- _Exercise brief_: Write out, word for word, only the lines from the one containing "Identify the brick" through the final line of the data.

- _Given data_:
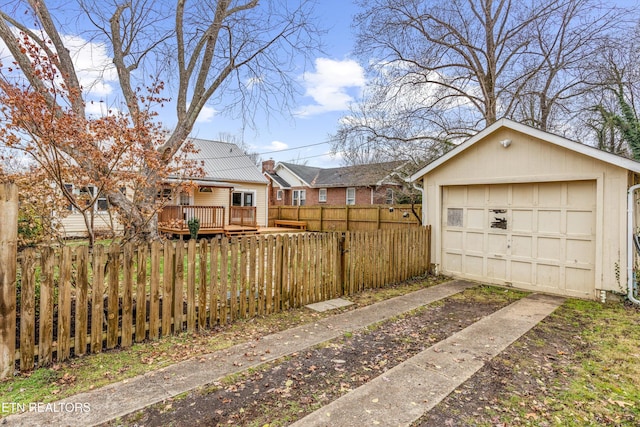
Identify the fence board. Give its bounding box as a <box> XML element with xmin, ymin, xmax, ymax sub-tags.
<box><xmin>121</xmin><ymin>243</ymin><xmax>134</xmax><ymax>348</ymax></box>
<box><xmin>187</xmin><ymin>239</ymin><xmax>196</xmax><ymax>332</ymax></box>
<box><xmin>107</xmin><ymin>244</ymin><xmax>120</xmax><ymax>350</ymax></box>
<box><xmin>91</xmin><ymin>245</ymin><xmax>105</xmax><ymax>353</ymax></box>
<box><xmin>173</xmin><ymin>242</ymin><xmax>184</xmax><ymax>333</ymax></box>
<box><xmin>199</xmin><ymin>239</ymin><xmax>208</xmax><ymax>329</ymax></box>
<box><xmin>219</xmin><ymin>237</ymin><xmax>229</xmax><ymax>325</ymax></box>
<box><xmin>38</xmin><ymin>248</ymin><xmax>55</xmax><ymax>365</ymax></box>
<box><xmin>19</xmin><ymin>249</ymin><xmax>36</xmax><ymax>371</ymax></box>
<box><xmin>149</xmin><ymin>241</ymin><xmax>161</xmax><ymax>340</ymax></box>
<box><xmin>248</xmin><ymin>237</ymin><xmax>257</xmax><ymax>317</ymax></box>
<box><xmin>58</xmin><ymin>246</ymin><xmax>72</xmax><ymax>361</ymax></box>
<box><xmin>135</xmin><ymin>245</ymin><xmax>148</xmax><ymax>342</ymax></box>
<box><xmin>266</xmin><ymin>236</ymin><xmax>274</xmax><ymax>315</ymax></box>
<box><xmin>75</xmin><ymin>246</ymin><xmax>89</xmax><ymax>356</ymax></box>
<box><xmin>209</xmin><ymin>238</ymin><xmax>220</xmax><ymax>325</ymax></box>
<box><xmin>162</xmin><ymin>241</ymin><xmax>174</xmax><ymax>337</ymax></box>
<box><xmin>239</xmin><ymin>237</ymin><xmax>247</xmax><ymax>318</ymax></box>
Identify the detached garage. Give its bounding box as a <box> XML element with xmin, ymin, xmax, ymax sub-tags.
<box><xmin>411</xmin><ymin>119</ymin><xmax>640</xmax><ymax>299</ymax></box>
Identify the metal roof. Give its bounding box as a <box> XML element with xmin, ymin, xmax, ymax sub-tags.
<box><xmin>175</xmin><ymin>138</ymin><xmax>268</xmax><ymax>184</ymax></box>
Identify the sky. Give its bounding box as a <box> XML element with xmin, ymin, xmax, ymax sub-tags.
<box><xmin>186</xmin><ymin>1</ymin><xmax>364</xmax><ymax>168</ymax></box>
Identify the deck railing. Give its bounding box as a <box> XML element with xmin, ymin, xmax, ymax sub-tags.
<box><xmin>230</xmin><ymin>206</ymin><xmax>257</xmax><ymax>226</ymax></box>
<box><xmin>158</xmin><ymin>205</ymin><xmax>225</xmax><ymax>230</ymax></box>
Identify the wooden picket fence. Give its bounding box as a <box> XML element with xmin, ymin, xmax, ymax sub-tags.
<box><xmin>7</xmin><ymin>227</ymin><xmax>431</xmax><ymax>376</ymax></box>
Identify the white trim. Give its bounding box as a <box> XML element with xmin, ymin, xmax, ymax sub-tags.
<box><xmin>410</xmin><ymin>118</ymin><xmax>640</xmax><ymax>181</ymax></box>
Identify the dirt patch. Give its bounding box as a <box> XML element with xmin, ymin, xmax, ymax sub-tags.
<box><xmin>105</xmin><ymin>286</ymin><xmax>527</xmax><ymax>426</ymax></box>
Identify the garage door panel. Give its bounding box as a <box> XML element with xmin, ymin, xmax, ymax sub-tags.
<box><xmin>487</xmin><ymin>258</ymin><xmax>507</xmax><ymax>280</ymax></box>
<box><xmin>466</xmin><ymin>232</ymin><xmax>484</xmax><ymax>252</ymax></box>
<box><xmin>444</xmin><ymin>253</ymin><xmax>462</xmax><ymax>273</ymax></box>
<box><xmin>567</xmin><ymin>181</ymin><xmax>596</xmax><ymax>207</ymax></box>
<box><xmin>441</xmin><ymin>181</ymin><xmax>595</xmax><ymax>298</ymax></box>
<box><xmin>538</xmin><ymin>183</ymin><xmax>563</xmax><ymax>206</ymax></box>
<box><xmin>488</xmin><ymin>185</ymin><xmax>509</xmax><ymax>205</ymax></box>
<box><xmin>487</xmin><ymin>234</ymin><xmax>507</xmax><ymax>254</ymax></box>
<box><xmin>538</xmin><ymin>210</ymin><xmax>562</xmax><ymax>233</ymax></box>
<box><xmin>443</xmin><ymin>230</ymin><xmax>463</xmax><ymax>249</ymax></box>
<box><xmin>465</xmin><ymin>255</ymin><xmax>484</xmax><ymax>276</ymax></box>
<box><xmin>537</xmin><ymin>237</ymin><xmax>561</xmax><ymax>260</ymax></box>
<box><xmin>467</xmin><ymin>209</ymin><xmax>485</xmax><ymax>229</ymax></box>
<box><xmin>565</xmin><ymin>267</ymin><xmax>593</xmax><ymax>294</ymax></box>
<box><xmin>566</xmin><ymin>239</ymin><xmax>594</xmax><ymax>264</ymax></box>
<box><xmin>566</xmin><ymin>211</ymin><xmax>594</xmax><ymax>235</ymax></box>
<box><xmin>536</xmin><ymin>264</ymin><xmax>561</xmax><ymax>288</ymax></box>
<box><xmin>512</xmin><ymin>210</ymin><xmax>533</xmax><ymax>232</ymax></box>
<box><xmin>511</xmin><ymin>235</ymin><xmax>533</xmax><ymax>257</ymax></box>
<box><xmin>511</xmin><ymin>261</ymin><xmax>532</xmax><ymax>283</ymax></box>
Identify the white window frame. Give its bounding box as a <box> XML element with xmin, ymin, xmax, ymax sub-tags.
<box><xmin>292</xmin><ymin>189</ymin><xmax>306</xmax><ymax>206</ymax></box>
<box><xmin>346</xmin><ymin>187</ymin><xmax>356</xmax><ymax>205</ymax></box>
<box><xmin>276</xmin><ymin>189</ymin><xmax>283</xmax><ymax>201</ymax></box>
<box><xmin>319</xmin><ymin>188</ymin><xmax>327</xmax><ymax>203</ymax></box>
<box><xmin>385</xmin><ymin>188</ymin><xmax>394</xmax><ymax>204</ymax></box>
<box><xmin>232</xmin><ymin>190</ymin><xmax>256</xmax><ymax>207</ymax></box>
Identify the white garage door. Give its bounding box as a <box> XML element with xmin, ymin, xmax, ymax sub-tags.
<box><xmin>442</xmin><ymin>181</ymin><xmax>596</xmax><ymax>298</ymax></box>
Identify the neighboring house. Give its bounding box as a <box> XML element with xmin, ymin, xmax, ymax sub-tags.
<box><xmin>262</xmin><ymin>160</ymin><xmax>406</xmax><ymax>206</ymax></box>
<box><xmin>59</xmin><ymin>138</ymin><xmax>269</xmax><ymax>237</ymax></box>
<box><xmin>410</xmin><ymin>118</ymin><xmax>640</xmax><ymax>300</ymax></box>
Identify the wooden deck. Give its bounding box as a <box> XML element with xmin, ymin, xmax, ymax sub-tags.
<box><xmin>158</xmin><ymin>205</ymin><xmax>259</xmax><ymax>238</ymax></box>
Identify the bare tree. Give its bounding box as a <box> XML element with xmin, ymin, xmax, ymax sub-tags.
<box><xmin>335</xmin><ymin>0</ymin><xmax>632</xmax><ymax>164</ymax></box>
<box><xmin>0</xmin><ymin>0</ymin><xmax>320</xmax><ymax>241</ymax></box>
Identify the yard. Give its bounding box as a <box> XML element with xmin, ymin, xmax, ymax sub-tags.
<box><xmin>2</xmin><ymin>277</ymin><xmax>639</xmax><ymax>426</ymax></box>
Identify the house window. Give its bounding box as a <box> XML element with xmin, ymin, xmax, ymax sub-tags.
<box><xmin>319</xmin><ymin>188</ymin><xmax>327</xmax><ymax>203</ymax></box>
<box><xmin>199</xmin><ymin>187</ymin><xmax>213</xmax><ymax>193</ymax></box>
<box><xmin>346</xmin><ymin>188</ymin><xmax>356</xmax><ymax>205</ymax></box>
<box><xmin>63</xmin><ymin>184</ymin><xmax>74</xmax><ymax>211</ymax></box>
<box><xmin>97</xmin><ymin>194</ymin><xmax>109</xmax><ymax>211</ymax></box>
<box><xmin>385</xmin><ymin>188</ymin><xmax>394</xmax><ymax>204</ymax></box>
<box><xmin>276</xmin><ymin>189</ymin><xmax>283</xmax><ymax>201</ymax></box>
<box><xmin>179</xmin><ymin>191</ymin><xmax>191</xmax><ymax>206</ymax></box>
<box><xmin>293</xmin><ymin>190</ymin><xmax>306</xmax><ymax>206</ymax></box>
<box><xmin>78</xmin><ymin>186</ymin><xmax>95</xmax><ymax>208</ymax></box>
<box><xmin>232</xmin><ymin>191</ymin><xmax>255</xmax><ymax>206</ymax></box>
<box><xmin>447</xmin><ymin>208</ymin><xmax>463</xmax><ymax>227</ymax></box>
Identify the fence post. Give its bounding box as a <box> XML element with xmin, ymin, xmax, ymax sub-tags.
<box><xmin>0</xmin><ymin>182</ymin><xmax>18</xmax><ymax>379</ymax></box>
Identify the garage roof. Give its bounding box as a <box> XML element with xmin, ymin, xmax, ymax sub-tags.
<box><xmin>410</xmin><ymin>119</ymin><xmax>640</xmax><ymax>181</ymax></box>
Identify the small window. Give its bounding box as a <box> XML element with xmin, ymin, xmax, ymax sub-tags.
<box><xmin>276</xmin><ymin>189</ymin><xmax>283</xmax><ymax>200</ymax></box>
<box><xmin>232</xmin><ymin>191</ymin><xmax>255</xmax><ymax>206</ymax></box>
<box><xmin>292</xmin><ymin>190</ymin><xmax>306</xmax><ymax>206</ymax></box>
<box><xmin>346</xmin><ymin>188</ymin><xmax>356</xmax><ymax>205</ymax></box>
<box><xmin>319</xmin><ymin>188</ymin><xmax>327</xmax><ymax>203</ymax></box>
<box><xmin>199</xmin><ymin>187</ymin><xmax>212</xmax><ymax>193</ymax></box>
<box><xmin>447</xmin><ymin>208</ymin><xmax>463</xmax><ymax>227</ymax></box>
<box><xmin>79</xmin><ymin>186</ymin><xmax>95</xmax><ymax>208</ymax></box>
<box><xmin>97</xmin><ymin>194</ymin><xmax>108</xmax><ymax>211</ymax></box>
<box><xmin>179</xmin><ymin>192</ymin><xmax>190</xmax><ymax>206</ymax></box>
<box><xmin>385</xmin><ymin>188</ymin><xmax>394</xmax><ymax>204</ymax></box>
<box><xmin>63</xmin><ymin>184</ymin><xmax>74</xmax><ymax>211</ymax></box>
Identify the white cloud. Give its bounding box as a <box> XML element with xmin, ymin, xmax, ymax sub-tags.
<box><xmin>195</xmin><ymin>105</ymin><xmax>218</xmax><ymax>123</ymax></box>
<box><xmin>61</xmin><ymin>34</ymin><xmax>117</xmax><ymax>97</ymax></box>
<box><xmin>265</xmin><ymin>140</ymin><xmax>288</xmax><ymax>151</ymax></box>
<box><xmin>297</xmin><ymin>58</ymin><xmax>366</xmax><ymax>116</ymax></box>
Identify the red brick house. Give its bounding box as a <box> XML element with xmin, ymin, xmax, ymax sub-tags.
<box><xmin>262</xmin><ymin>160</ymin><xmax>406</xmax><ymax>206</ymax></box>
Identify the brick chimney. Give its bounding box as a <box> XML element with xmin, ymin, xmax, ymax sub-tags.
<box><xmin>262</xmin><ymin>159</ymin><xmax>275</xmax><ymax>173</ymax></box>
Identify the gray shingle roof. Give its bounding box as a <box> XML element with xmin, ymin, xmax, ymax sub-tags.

- _Problem solution_:
Identify the brick chimney. Give its bounding box as a <box> XML element with xmin, ymin, xmax, ymax sub-tags.
<box><xmin>262</xmin><ymin>159</ymin><xmax>275</xmax><ymax>173</ymax></box>
Identify the gray shingle roof. Give its bounding box as a <box> XML element with xmin, ymin, xmax, ymax sub-tags.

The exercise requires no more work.